GIVEN EXERCISE. Make an exact copy of the entries, and keep any pictures out of it.

[Excerpt from a dataset]
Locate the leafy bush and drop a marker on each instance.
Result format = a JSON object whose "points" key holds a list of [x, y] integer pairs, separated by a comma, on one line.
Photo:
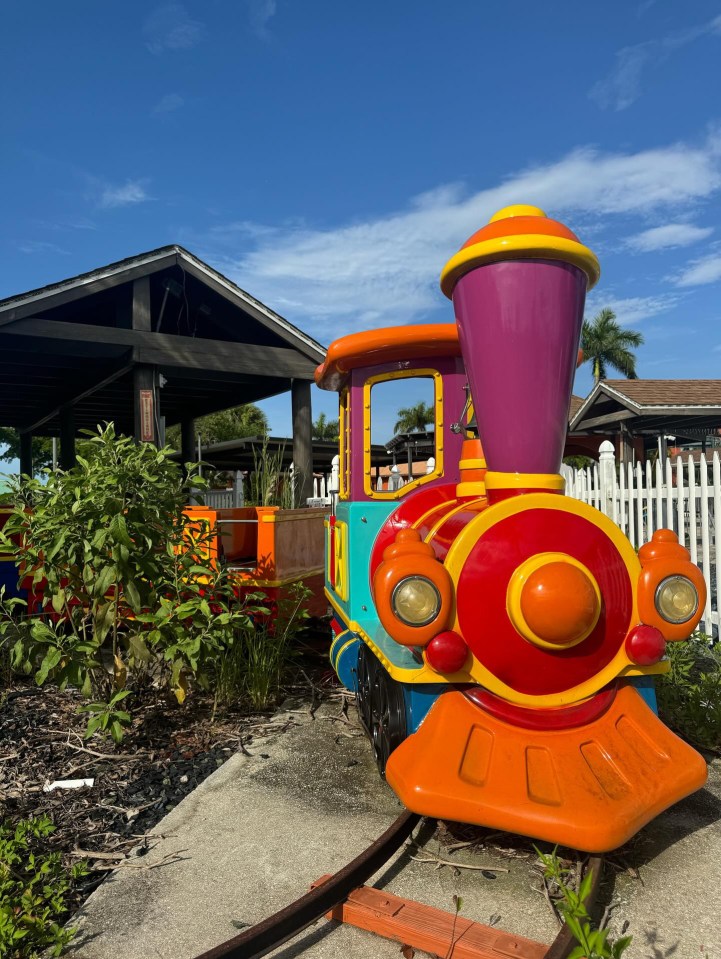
{"points": [[34, 890], [689, 696], [133, 594]]}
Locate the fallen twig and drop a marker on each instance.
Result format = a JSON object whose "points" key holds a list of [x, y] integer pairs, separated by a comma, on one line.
{"points": [[458, 865]]}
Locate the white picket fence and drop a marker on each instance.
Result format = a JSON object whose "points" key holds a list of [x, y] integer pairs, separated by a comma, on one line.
{"points": [[683, 495]]}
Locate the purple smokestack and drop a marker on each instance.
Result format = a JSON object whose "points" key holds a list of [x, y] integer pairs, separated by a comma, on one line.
{"points": [[519, 289]]}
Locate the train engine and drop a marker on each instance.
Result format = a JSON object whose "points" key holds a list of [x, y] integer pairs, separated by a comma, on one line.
{"points": [[501, 637]]}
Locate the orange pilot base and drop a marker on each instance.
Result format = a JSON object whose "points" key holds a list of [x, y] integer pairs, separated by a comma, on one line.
{"points": [[591, 786]]}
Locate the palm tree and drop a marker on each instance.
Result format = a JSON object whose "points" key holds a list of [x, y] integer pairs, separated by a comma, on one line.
{"points": [[413, 419], [604, 343]]}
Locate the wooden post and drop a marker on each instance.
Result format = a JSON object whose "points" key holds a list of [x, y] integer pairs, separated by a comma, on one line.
{"points": [[26, 454], [67, 438], [145, 398], [302, 439], [145, 392], [625, 445], [187, 441]]}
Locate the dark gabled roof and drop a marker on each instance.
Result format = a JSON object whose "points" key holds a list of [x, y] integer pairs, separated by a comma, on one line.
{"points": [[114, 274], [74, 345]]}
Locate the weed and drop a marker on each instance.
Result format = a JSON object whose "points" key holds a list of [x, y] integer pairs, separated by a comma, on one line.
{"points": [[34, 889], [593, 943]]}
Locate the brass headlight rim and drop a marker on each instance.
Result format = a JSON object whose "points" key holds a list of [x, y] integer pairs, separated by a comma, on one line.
{"points": [[439, 600], [662, 584]]}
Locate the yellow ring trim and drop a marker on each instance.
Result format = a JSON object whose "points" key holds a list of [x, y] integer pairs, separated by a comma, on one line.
{"points": [[495, 480], [514, 606], [468, 537], [349, 642], [533, 246], [473, 488]]}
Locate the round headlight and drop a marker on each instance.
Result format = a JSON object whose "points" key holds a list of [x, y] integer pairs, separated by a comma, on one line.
{"points": [[416, 601], [676, 599]]}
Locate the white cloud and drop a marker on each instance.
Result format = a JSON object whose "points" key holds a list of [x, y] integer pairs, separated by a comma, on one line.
{"points": [[169, 103], [260, 13], [131, 192], [667, 237], [633, 309], [622, 86], [170, 27], [386, 269], [699, 272], [40, 246]]}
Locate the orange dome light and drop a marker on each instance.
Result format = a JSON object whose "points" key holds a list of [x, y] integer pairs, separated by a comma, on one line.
{"points": [[553, 601]]}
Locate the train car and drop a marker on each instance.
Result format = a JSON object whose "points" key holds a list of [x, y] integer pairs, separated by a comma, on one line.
{"points": [[502, 638]]}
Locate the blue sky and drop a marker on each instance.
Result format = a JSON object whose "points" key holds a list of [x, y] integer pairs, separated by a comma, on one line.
{"points": [[329, 157]]}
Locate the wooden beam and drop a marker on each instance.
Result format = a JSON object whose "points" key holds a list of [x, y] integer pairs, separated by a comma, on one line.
{"points": [[141, 304], [176, 351], [70, 400], [67, 438], [187, 441], [26, 454]]}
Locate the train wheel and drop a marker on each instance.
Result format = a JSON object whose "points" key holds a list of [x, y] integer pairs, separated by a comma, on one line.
{"points": [[388, 718], [367, 668]]}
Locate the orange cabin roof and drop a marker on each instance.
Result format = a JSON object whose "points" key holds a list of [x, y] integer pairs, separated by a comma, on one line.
{"points": [[387, 345]]}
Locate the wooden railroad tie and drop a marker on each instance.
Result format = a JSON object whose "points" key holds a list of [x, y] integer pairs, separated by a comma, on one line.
{"points": [[429, 929]]}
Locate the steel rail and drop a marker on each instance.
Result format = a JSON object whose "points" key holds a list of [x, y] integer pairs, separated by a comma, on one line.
{"points": [[283, 925], [272, 932]]}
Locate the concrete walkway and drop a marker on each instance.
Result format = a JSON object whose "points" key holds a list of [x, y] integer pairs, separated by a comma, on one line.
{"points": [[255, 835]]}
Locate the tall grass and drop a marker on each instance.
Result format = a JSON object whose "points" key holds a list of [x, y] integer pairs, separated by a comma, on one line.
{"points": [[253, 670], [270, 484]]}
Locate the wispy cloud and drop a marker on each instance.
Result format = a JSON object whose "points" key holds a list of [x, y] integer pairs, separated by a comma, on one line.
{"points": [[169, 103], [41, 246], [385, 270], [699, 272], [170, 27], [260, 13], [668, 237], [622, 86], [632, 310], [126, 194]]}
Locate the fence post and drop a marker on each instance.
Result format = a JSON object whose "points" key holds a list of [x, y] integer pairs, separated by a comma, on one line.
{"points": [[607, 469]]}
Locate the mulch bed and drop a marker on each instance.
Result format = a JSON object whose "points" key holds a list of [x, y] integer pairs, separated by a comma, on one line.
{"points": [[166, 753]]}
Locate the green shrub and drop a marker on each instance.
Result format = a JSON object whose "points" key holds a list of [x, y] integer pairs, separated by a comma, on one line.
{"points": [[689, 696], [34, 891], [134, 600]]}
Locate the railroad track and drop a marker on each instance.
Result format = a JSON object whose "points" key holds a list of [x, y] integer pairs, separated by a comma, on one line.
{"points": [[333, 891]]}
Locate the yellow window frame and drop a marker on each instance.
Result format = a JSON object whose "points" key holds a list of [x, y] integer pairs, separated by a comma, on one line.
{"points": [[345, 444], [438, 423]]}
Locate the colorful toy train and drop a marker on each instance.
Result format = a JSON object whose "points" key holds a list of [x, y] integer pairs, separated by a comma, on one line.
{"points": [[501, 637]]}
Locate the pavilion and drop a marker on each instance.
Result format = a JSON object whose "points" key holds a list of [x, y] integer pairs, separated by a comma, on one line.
{"points": [[156, 338]]}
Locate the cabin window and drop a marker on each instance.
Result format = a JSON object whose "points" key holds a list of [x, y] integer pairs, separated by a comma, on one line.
{"points": [[403, 413], [345, 445]]}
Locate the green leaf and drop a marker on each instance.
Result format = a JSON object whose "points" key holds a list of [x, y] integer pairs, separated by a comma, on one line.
{"points": [[119, 530]]}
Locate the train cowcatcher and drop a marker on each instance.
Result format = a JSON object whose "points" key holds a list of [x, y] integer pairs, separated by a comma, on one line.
{"points": [[501, 637]]}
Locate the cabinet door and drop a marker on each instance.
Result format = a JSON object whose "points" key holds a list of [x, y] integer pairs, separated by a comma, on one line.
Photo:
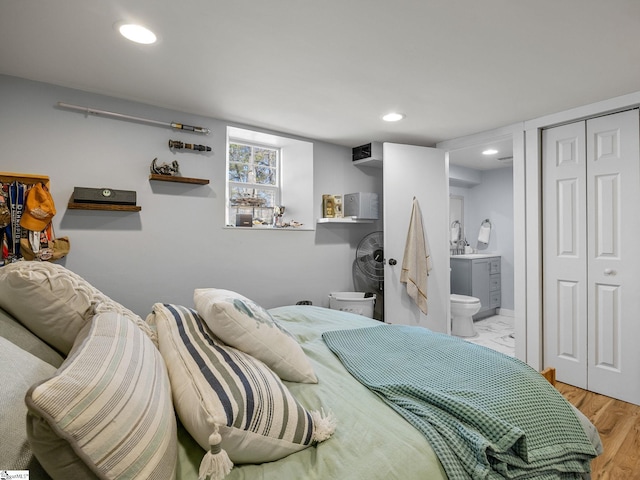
{"points": [[481, 283]]}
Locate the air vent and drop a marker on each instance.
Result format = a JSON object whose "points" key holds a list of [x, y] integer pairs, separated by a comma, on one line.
{"points": [[370, 151]]}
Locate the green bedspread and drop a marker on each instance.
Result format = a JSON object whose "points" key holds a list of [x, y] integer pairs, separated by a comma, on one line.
{"points": [[371, 441], [485, 414]]}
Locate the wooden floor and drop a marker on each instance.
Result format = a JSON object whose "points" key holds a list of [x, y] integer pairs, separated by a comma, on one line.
{"points": [[619, 426]]}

OUTPUT.
Locate the leafy bush and drop a marker on each instance.
Result format = a JSON object whose "points" key holds a list of [x, y] integer pairs, separated by a comma, on one line.
Photo:
{"points": [[34, 890], [689, 696], [133, 594]]}
Locate the fallen twig and drop a marker on each instance.
Result format = a JSON object whose "points" key holds a list of [x, y] integer pairs, separated by a comma, on one line.
{"points": [[458, 865]]}
Locate the white picket fence and drop a marker on each instance.
Result format = a JSON object whose "points" key holds a list of [x, y] integer pairs, separated by a comma, on one line.
{"points": [[683, 495]]}
Locate the purple smokestack and drop a marker on each instance.
Result format = a JSON object whose "points" key holds a list of [x, y] integer pairs, separated by a comma, on one line.
{"points": [[519, 289]]}
Locate the train engine and drop a marker on each instance.
Result format = a JSON object whose "points" key holds a list of [x, y] integer pairs, separated by a comma, on one line.
{"points": [[501, 637]]}
Locate the orange pilot base and drop a marker on each instance.
Result format = a JSON object whose "points" key holds a list of [x, y] integer pairs, separated by a comma, on one line.
{"points": [[591, 786]]}
Locate the palm tree and drop a marker on each instance.
Result format = a JSON object whose "points" key holds a list of [x, y] integer pairs, separated by a comma, on one line.
{"points": [[413, 419], [604, 343]]}
Locate the wooden post and drop a marker on each instance.
Result format = a JSON object whose "points" key holds a list of [x, y] integer pairs, separated by a comma, on one line.
{"points": [[26, 454], [67, 438], [145, 398], [302, 439], [145, 392], [625, 445], [187, 441]]}
Locate the dark gabled roof and drop a marker on each instance.
Result format = a JSON object whose "points" key holds a list of [x, y] integer pairs, separated by a comma, on one line.
{"points": [[114, 274], [74, 345]]}
Locate the weed and drop a marker on each instance.
Result format = a JSON object whose "points" key holds a list of [x, y] integer pairs, separated by a comma, on one line.
{"points": [[34, 889], [593, 943]]}
Locate the brass headlight rim and drop a marker on each instance.
Result format = a JSON object whose "points" key holds a list of [x, y] integer pairs, separated by a comma, on one line.
{"points": [[439, 600], [662, 584]]}
Locate the yellow ring trim and drop a marker on each instance.
Result format = a JSON object whose "points" key holds a list of [x, y] integer pairs, separated by a comma, on one line.
{"points": [[495, 480], [514, 606], [468, 537], [349, 642], [533, 246], [473, 488]]}
Locate the round headlight and drop a marker on each instance.
Result format = a JSON object whose "points" key holds a list of [x, y] integer pairs, separated by a comma, on one line.
{"points": [[416, 601], [676, 599]]}
Locate the white cloud and drop a marker on each instance.
Result format = a JSON object whose "points" key holds a list of [x, y] integer pairs, separated by a comma, on one line.
{"points": [[169, 103], [260, 13], [131, 192], [667, 237], [633, 309], [622, 86], [170, 27], [386, 269], [699, 272], [40, 246]]}
Locate the orange dome light and drop a marker on each instance.
Result format = a JSON object whose "points" key holds a list of [x, y] integer pairs, separated by a comma, on one line.
{"points": [[553, 601]]}
Locate the train car and drop a marker on each instance.
Result format = a JSON object whose "points" key holds a list of [x, y] integer pairs, separated by a comma, on one line.
{"points": [[502, 638]]}
Locate the blue sky and drop a marker on each instance.
Result format = a JSON object whose "points" key holds a list of [x, y] integer pairs, separated by a comma, on one line.
{"points": [[329, 157]]}
Locate the wooden beam and drop a marker on each instance.
Result format = a JSON object whose "points" key holds a list of [x, y] integer pairs, separated by a comma, on one line.
{"points": [[141, 304], [176, 351], [70, 400], [67, 438], [187, 441], [26, 454]]}
Locate the train wheel and drop a marker on each instance.
Result format = a JSON object whose "points" key holds a list of [x, y] integer pairs, separated by a comma, on one line.
{"points": [[388, 718], [367, 668]]}
Locate the orange cabin roof and drop a marker on each instance.
Result format = a JSON object whose "points" key holds a list of [x, y] integer pairs, separated by a comma, on one line.
{"points": [[387, 345]]}
Locate the wooden railroad tie and drop a marker on each instance.
Result format = a JSON object whose "points" key holds a list of [x, y] integer pairs, separated by a comma, on one line.
{"points": [[429, 929]]}
Locate the steel rail and drop a marker on each instance.
Result format = a JSON object whose "points" key holds a list of [x, y] integer pairs, separated by a comma, on one line.
{"points": [[283, 925], [272, 932]]}
Locate the concrete walkway and drop a marker on each instance.
Result format = a JSON object whose "points" key holds a list of [x, y] integer pairs, separated by a comma, on one line.
{"points": [[255, 835]]}
Locate the tall grass and drop a marker on each instance.
Result format = a JSON object whose "points" key holds a list of [x, y] integer pairs, separated by a comma, on one line.
{"points": [[253, 670], [270, 484]]}
Locate the wispy cloud and drop a marker on each instance.
Result format = a JSON object whose "points" key holds a list of [x, y] integer pairs, separated by a comma, on one line.
{"points": [[169, 103], [41, 246], [385, 270], [699, 272], [170, 27], [260, 13], [668, 237], [622, 86], [632, 310], [126, 194]]}
Locate the fence post and drop a marker on each instance.
Result format = a JSON object whose "points" key holds a list of [x, y] integer pairs, separated by a comma, on one line.
{"points": [[607, 469]]}
Locate the mulch bed and drop a marker on each instance.
Result format = a JSON object whose "points" key holds a list of [x, y] integer pairs, separated by a comma, on one line.
{"points": [[166, 753]]}
Locate the green shrub and drop a marker on each instance.
Result format = a JSON object whose "points" key holds a list of [x, y] integer pairs, separated by a comma, on one line.
{"points": [[689, 696], [34, 891], [134, 600]]}
Locate the railroad track and drop a marker on each instance.
Result format = a JSON object whose "points" key holds a list of [x, y] integer pairs, separated by a comma, on one line.
{"points": [[333, 891]]}
Locate the yellow window frame and drop a marker on each instance.
Result format = a JSON object whose "points" key holds a list of [x, y] integer pairs, separated by a comma, on one line.
{"points": [[345, 444], [438, 423]]}
Locate the colorful toy train and drop a marker on each instance.
Result format = a JSON object whose "points" key holds a list of [x, y] integer pairs, separated by a comma, on one line.
{"points": [[501, 637]]}
Locate the pavilion and drop a marker on each instance.
Result format = a JSON object whose "points" key holds a list of [x, y] integer pairs, separated by a comma, on one line.
{"points": [[156, 338]]}
Locate the cabin window and drop a marker on each instance.
Result format = a JSON object whose "points" key holds a list of [x, y] integer pairs, separated by a comma, on one line.
{"points": [[403, 413], [345, 445]]}
Locate the green leaf and drop a marker on each instance.
Result format = a JSON object whose "points" key holds a list of [x, y] integer pairs, separated by a comma, on one line.
{"points": [[119, 530]]}
Locate the train cowcatcher and drop a marker on each instance.
Result format = a JSON object whose "points" key holds a list of [x, y] integer pairs, separated by a comma, on one line.
{"points": [[501, 637]]}
Locate the cabinet door and drop a marker on each instance.
Result format = a JSON object whose "points" key holds a list of [x, y] integer pairs, separated by a comma, on one line.
Photo:
{"points": [[481, 283]]}
Locate the air vent and drop a marker on each instance.
Result format = a JSON object whose "points" key holds a list of [x, y] integer pairs, separated by a comma, on one line.
{"points": [[370, 151]]}
Locate the green bedspread and drop a marker on each instance.
Result format = a JSON object whose "points" key holds a list of [x, y] integer pairs, separated by a comma, on one line.
{"points": [[371, 441], [485, 414]]}
Locate the wooden floor and drop a marker on each instance.
Result format = a JSON object whose "points" key holds a list of [x, y] integer pairs, separated by a comma, on one line.
{"points": [[619, 426]]}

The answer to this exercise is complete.